### DATA RECORDS
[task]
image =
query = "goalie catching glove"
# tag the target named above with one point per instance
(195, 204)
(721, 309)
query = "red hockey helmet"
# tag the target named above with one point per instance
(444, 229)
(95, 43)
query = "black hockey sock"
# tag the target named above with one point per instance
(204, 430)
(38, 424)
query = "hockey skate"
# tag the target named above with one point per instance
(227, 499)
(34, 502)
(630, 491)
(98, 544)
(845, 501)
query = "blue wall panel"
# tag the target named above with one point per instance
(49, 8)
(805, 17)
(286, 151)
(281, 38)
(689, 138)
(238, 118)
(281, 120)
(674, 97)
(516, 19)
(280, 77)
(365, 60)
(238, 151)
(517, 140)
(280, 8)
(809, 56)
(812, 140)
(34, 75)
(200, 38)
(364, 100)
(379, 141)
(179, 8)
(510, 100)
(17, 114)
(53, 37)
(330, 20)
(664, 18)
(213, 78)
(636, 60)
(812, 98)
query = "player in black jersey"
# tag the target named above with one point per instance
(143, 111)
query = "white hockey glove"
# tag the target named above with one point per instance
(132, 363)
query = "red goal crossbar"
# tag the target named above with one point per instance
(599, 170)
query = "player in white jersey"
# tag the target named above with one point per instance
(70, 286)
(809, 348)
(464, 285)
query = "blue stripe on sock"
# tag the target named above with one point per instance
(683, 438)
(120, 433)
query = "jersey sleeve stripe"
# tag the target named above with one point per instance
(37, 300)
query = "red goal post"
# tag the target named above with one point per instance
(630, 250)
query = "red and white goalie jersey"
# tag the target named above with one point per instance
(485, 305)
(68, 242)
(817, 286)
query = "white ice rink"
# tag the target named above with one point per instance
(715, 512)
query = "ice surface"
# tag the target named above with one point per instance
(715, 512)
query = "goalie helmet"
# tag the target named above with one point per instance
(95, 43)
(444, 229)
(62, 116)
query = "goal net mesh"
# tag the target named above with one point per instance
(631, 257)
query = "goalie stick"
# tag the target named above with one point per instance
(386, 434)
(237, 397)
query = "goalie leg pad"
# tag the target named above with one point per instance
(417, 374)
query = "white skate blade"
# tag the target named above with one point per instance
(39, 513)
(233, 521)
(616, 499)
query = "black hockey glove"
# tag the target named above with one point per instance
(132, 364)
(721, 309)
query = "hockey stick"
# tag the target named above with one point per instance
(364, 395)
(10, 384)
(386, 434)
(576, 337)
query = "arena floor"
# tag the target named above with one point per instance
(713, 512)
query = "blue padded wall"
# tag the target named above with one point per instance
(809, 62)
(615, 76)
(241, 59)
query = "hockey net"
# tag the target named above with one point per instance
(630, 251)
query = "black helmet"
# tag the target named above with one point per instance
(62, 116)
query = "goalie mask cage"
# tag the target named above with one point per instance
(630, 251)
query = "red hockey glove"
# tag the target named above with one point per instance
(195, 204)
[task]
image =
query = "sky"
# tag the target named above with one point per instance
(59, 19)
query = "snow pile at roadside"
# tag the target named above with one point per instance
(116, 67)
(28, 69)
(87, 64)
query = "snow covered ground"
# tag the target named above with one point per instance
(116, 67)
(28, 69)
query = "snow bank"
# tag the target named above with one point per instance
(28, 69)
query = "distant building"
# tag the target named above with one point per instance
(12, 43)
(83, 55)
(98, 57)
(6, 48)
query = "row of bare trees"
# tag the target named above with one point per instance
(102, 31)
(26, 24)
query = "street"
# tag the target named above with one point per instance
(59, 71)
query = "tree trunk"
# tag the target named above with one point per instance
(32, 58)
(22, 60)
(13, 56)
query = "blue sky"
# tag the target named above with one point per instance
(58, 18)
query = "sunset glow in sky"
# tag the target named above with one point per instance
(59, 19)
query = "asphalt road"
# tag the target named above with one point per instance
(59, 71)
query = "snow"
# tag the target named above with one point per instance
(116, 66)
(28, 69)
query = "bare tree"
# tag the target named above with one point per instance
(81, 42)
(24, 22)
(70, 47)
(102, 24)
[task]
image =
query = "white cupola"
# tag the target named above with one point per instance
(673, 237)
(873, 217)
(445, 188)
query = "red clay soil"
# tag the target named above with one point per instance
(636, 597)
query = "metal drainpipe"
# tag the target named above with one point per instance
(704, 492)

### EXERCISE
Return every entry verbatim.

### EXERCISE RESULT
[task]
image =
query = "goalie catching glove"
# tag the target named above with one point per instance
(195, 204)
(721, 309)
query = "red hockey helmet"
# tag the target named above with one point per instance
(444, 229)
(95, 43)
query = "black hockey sock"
# tag the target named above with one point per instance
(204, 430)
(38, 424)
query = "hockey skate"
# tag the target named above with one point per instance
(227, 499)
(34, 502)
(630, 491)
(98, 544)
(845, 501)
query = "blue wall panel"
# tag the target named above with one point per instance
(49, 8)
(805, 17)
(286, 151)
(281, 38)
(689, 138)
(238, 118)
(281, 120)
(674, 97)
(516, 19)
(280, 77)
(365, 60)
(238, 151)
(517, 140)
(280, 8)
(809, 56)
(812, 140)
(34, 75)
(200, 38)
(364, 100)
(379, 141)
(179, 8)
(510, 100)
(17, 114)
(53, 37)
(330, 20)
(664, 18)
(213, 78)
(636, 60)
(812, 98)
query = "player in black jersey"
# tag the target named above with one point per instance
(143, 111)
query = "white hockey glove"
# tag the target named above with one point per instance
(132, 363)
query = "red goal crossbar"
# tag the target named above with one point per instance
(599, 170)
query = "player in white jersey"
# tag the target named above with one point per instance
(70, 286)
(809, 348)
(464, 285)
query = "blue stripe on sock"
# tag the target named above with one point per instance
(683, 438)
(120, 433)
query = "jersey sleeve stripe"
# tag the target named above with one point per instance
(37, 300)
query = "red goal post"
# tag the target named above with one point per instance
(630, 250)
query = "red and white goalie jersey"
# tag the target named above with one point per instance
(485, 305)
(68, 242)
(817, 286)
query = "white ice rink"
# tag the target named above with one point per instance
(715, 512)
query = "ice surface"
# tag the target named above with one point per instance
(715, 512)
query = "goalie helmet"
# tag the target named above with one point per instance
(95, 43)
(444, 229)
(62, 116)
query = "goal net mesh"
# tag the target named above with one point per instance
(631, 257)
query = "goalie stick"
# tag the target named above with one point per instance
(386, 434)
(237, 397)
query = "goalie leg pad"
# tag the target named above with one point per instance
(417, 374)
query = "white skate blade"
# tag the target named above with one point per instance
(39, 513)
(233, 521)
(616, 499)
query = "black hockey glove"
# tag the target named above with one point per instance
(132, 364)
(721, 309)
query = "hockey stick"
# tag the target named above with one point per instance
(364, 395)
(10, 384)
(386, 434)
(576, 337)
query = "arena floor"
# tag the target named above with one point per instance
(713, 512)
query = "blue padded wall"
# tag the target named above with one point per instance
(809, 62)
(615, 76)
(241, 59)
query = "hockey net"
# tag the target named above with one point per instance
(630, 251)
query = "black helmet"
# tag the target named above with one point per instance
(62, 116)
query = "goalie mask cage"
# tag the target named above with one point per instance
(630, 251)
query = "red hockey glove"
# tag the target named above with one point per instance
(195, 204)
[task]
image =
query = "sky"
# tag the target named above with one point per instance
(59, 19)
query = "snow pile at roadside"
# tag the target named above with one point per instance
(116, 67)
(28, 69)
(87, 64)
query = "snow covered ground"
# tag the target named above with one point per instance
(116, 67)
(28, 69)
query = "snow bank"
# tag the target named above with one point per instance
(28, 69)
query = "distant building"
# tag the target named above with one point per instance
(12, 43)
(83, 55)
(98, 57)
(6, 48)
query = "row of bare trees"
# tag the target named above with one point per instance
(102, 31)
(26, 24)
query = "street"
# tag the target named above with one point per instance
(59, 71)
query = "tree trunk"
# tag the target named above with one point per instance
(32, 58)
(22, 60)
(13, 56)
query = "blue sky"
# tag the target named above with one point per instance
(58, 18)
query = "sunset glow in sky"
# tag the target named above with one point per instance
(59, 19)
query = "asphalt road"
# tag the target named above with one point per instance
(59, 71)
query = "snow"
# tag the target named above with one point per instance
(116, 66)
(28, 69)
query = "bare tree"
# tag the target named above with one point per instance
(81, 42)
(24, 22)
(70, 47)
(102, 24)
[task]
image =
query = "white cupola"
# tag the target named above with one point per instance
(673, 237)
(873, 217)
(445, 188)
query = "red clay soil"
# tag the target named above with one point per instance
(636, 597)
query = "metal drainpipe"
# tag the target named above with one point per instance
(704, 492)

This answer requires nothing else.